---------- DATA SECTION
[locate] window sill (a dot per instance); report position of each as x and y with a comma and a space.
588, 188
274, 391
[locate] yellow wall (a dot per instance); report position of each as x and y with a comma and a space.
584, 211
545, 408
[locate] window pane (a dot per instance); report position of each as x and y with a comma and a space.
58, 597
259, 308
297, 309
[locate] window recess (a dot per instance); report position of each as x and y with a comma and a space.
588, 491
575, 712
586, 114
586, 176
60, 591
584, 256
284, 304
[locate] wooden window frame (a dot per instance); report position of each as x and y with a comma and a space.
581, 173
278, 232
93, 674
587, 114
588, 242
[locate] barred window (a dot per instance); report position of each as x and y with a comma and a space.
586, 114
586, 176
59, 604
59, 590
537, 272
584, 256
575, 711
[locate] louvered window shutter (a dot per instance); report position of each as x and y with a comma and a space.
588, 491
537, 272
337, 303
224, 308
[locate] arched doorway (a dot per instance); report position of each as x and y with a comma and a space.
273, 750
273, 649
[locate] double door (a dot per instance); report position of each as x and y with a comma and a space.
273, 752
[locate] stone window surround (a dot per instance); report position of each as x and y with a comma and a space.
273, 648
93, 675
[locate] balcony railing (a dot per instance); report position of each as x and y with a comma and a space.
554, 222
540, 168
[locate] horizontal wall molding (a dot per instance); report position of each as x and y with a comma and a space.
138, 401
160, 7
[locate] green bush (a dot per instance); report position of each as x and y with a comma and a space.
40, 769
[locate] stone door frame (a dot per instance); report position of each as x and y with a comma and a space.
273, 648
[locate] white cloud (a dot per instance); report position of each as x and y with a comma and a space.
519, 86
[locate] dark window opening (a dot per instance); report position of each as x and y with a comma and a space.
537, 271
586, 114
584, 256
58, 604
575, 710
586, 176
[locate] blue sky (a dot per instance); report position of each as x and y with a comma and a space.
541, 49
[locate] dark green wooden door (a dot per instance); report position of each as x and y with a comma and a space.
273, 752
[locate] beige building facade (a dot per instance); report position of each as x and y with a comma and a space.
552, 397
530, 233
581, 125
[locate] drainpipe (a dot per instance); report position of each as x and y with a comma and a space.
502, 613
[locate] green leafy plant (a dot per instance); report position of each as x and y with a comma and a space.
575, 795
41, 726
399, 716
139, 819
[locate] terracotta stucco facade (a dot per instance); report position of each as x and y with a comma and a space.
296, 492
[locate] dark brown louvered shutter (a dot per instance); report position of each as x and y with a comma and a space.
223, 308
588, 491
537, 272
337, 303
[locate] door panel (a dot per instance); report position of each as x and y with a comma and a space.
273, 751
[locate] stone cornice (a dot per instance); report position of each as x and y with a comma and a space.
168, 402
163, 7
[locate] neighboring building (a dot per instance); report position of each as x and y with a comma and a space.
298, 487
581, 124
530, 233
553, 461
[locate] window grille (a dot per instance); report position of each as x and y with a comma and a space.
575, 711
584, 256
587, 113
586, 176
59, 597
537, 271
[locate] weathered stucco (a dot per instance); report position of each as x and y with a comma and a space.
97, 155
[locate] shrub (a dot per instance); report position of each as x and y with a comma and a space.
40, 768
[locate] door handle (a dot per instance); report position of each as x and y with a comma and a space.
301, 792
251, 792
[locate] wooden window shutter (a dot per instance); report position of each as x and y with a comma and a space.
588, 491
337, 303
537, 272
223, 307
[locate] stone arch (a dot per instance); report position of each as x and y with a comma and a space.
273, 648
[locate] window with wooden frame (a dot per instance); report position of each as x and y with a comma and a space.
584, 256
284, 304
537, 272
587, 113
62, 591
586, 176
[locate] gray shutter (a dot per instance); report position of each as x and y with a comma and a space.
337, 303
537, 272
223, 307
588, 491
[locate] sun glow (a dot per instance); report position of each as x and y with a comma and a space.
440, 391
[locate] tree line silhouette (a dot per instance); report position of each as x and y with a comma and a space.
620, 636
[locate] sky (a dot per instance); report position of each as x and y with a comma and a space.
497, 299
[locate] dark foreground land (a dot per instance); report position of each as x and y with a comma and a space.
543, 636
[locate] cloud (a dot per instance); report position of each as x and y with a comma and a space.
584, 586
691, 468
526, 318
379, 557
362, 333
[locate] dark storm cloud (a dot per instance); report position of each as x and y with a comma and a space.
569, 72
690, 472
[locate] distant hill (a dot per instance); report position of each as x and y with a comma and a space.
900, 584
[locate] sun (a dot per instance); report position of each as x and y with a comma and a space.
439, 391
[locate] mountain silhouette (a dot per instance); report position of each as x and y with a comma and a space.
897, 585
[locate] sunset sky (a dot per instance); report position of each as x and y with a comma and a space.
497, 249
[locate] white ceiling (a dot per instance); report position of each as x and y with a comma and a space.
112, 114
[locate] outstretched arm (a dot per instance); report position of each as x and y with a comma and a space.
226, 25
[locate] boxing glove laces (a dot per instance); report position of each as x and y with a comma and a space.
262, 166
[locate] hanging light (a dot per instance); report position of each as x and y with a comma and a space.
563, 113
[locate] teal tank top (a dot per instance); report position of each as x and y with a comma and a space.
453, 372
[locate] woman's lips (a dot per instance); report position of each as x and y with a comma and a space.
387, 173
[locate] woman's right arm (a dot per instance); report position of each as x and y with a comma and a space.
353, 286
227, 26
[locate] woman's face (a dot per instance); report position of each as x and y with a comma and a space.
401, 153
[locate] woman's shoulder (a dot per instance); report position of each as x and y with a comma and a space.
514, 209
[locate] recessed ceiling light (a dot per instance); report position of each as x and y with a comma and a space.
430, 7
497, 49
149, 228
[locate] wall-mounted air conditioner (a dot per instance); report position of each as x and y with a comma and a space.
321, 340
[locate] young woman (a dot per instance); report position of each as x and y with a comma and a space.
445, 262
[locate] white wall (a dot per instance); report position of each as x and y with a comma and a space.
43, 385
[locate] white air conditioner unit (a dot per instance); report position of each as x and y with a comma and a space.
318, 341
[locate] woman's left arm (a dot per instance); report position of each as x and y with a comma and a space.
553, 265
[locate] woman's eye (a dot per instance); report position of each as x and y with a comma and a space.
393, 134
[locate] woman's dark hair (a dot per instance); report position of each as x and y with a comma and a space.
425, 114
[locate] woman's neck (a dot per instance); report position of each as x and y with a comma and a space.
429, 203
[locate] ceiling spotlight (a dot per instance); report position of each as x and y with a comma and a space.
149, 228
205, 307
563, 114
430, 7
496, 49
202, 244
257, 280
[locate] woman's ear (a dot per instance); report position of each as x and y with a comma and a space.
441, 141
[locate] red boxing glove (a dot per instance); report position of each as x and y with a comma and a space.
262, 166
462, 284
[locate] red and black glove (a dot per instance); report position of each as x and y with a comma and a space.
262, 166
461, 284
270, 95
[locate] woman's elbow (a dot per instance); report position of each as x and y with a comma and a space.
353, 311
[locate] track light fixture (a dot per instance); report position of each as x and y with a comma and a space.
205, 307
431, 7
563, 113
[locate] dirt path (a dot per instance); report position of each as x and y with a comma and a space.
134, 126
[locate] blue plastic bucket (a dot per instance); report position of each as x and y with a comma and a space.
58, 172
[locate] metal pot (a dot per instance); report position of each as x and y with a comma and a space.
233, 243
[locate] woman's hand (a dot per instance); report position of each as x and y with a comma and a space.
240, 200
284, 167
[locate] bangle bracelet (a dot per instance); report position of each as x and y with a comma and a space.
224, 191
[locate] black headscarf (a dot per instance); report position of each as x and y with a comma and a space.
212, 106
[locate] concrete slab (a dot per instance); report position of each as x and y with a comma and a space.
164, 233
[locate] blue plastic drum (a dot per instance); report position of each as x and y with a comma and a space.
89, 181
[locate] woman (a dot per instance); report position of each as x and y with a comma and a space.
--------------------
Restate the whole of the data exactly.

[locate] window sill (a dot per instance); report position of each as x and y with a comma and a space.
588, 188
274, 391
[locate] yellow wall (a dot per instance); report position of each as x and y with a comma and a space.
584, 211
545, 408
[locate] window pane (a dot per instance); report position of each as x and y with a comma and a space.
58, 597
259, 308
297, 309
[locate] window recess (a dot per instance); report position of each as x and y with a comma and a space.
588, 491
575, 712
586, 114
586, 176
60, 591
584, 256
284, 304
[locate] wooden window frame (a dot per instance); report position of each as x and y with a comma and a space.
581, 173
278, 232
93, 674
587, 114
588, 242
[locate] barred window (a dot per instance); report position of each as x and y with a comma and a space.
586, 114
586, 176
59, 604
59, 590
537, 272
584, 256
575, 711
[locate] louvered window shutter (a dot per instance); report position of each as x and y with a comma and a space.
588, 491
537, 272
337, 303
224, 308
[locate] arched doorway (a dot per instance); report position of each as x and y with a comma and a space.
273, 750
273, 649
[locate] double door (a dot per instance); report position of each as x and y with a comma and a space.
273, 752
[locate] stone window surround (a dot per instance); report position of each as x and y with a comma and a space.
273, 648
93, 675
[locate] balcony railing (a dot per instance); report position of each as x and y with a comma and a space.
554, 222
540, 168
[locate] horizontal wall molding (a dot per instance); report position of each as x and y with a comma and a space.
138, 401
160, 7
[locate] green bush (a dot per instance); report position of each as x and y with a comma and a space.
40, 769
[locate] stone door frame (a dot per instance); report position of each as x and y with a comma and a space.
273, 648
[locate] white cloud (a dot per instance); report position of each as x and y with a comma and a space.
519, 86
[locate] dark window opening (a dot per instance); report position of each as x and y with a comma and a space.
537, 271
586, 114
584, 256
58, 604
575, 710
586, 176
[locate] blue sky (a dot per instance); report position of each as x and y with a comma and a space.
541, 49
[locate] dark green wooden door (a dot per instance); report position of each as x and y with a comma and a space.
273, 752
[locate] beige building facade (a dot per instance); report position of each as x and y with a comma and a space.
552, 397
530, 233
581, 125
[locate] drainpipe (a dot per instance); report position of each as x and y with a comma and a space.
502, 613
[locate] green leafy plant (a dot per instance); report position of each as x and y with a comma and a space.
575, 795
41, 726
399, 716
139, 819
[locate] terracotta stucco facade (a dot per instance); report position of each as x and y with a comma and a space.
296, 492
[locate] dark brown louvered shutter (a dot per instance); report position of each as x and y with a comma and a space.
223, 308
588, 491
537, 272
337, 303
[locate] door panel (a dot per instance); report position of each as x and y with a comma and a space.
273, 751
[locate] stone cornice (a dot per instance); report position of each as x and y with a comma and a space.
168, 402
163, 7
[locate] neighboring building (a dot per instance); report position of each as x and y with a comma and a space.
298, 487
581, 124
530, 233
553, 461
[locate] window grille (a dot per instance); report position of each as x and y with a comma and a space.
575, 711
584, 256
587, 113
586, 176
59, 597
537, 271
[locate] weathered stucco (a dot per instance); report position of each as x and y with a comma and a space.
97, 155
[locate] shrub (a dot per instance); report position of each as x and y with a comma and a space.
40, 768
[locate] door handle (a dot per instance); report position of each as x and y with a comma and a space.
301, 792
251, 792
[locate] wooden window shutter (a dot per instance); report position of each as x and y with a comma and a space.
588, 491
337, 303
537, 272
223, 307
[locate] stone arch (a dot per instance); report position of each as x and y with a comma and a space.
273, 648
[locate] window with wooden frame (a dot per instance); report position of each as x and y with a comma and a space.
584, 256
284, 304
537, 272
587, 113
62, 591
586, 176
[locate] gray shutter (a dot per instance); report position of each as x and y with a comma and a space.
337, 303
537, 272
223, 307
588, 491
[locate] sun glow (a dot per instance); report position of each as x and y with a comma and a space.
440, 391
[locate] tree line silhouette (a dot per instance); report position of each as x and y with a comma and a space.
620, 636
[locate] sky (a dot per instance); report position of each as x and y with a comma and a space.
497, 299
[locate] dark foreground land (a dot per instance); report position of each as x and y with a comma and a space.
543, 636
[locate] cloud (a dot per instance); report position of each as x and y with a comma and a space.
584, 586
691, 468
526, 318
379, 557
362, 333
[locate] dark storm cloud (a dot per instance); report position of each as x and y with a comma and a space.
569, 72
690, 472
[locate] distant hill (a dot per instance); report position of each as x and y with a comma and a space.
900, 584
[locate] sun (a dot per instance); report position of each as x and y with a comma and a space.
439, 391
[locate] mountain silhouette (a dot per instance); report position of each as x and y with a comma and a space.
897, 585
[locate] sunset sky (a dot per instance); report position of each as x and y with a comma and a space.
497, 249
[locate] white ceiling (a dot per instance); report position of each as x and y with a comma and a space.
112, 114
[locate] outstretched arm (a dot per instance); report position of each as x and y with a comma and a space.
226, 25
[locate] boxing glove laces (a dot per instance); report position of each as x and y with a comma and a space.
262, 166
[locate] hanging light (a dot per instance); report position of each as x and y with a comma and a space.
563, 113
[locate] teal tank top (a dot per instance); report position of each as x and y with a comma and a space.
453, 372
[locate] woman's lips (a dot per instance); report position of each as x and y with a comma and a space.
387, 173
[locate] woman's right arm (a dot per instance); report position of each as x and y with a comma and a space.
353, 286
227, 26
[locate] woman's face (a dot per instance); report position of each as x and y with a comma and a space.
401, 153
[locate] woman's shoulder (a dot per instance); report position of each as x and y with a comma and a space.
514, 209
[locate] recessed ceiling light (a dot per instance); report position of each as x and y with a comma and a space.
430, 7
497, 49
149, 228
[locate] wall-mounted air conditioner (a dot per instance); report position of each as x and y with a comma and a space.
321, 340
[locate] young woman (a dot per instance); report position of each as x and y with a comma and a space.
445, 262
[locate] white wall (a dot per instance); report position of each as x and y with a comma and a space.
43, 385
[locate] white air conditioner unit (a dot per instance); report position of each as x and y with a comma and a space.
318, 341
[locate] woman's left arm (a dot per instance); report position of each as x and y with a comma and a space.
553, 265
[locate] woman's eye (a dot per instance); report position of each as x and y with a comma and a space.
393, 134
[locate] woman's dark hair (a dot per instance); report position of each as x and y with a comma and a space.
425, 114
[locate] woman's neck (a dot per instance); report position of each as x and y with a comma and a space.
429, 203
[locate] ceiling spotlight (a dot per instance); report position of each as x and y with a comma and a space.
149, 228
205, 307
563, 114
430, 7
496, 49
202, 244
257, 280
[locate] woman's ear (a dot per instance); report position of each as x and y with a comma and a space.
441, 141
[locate] red boxing glove (a dot per instance); report position of each as x and y with a comma and a space.
262, 166
462, 284
[locate] red and black glove (a dot per instance); report position of each as x and y with a comma and a space.
262, 166
461, 284
270, 95
[locate] woman's elbow (a dot per instance); report position of each as x and y with a comma and a space.
353, 311
[locate] track light fixture (a dot per instance); report position of each as x and y with a comma and a space.
205, 307
431, 7
563, 113
[locate] dirt path (a dot per instance); report position of each as x and y with a comma and a space.
134, 126
[locate] blue plastic bucket (a dot per instance); report position of each as x and y with a comma and a space.
58, 172
[locate] metal pot (a dot per instance); report position of each as x and y with a comma and a space.
233, 243
[locate] woman's hand (a dot per instance); report position of each as x and y with a comma and a space.
240, 200
284, 167
[locate] bangle bracelet (a dot per instance); report position of each as x and y with a comma and a space.
224, 191
[locate] black headscarf (a dot per instance); report position of each as x and y with a comma and a space.
212, 106
[locate] concrete slab (a dot per instance); report position of each as x and y with a comma and a space.
164, 233
[locate] blue plastic drum (a dot per instance); report position of each as x and y with a comma and a space.
89, 181
[locate] woman (a dot per instance); report position of each as x and y with a comma and a space.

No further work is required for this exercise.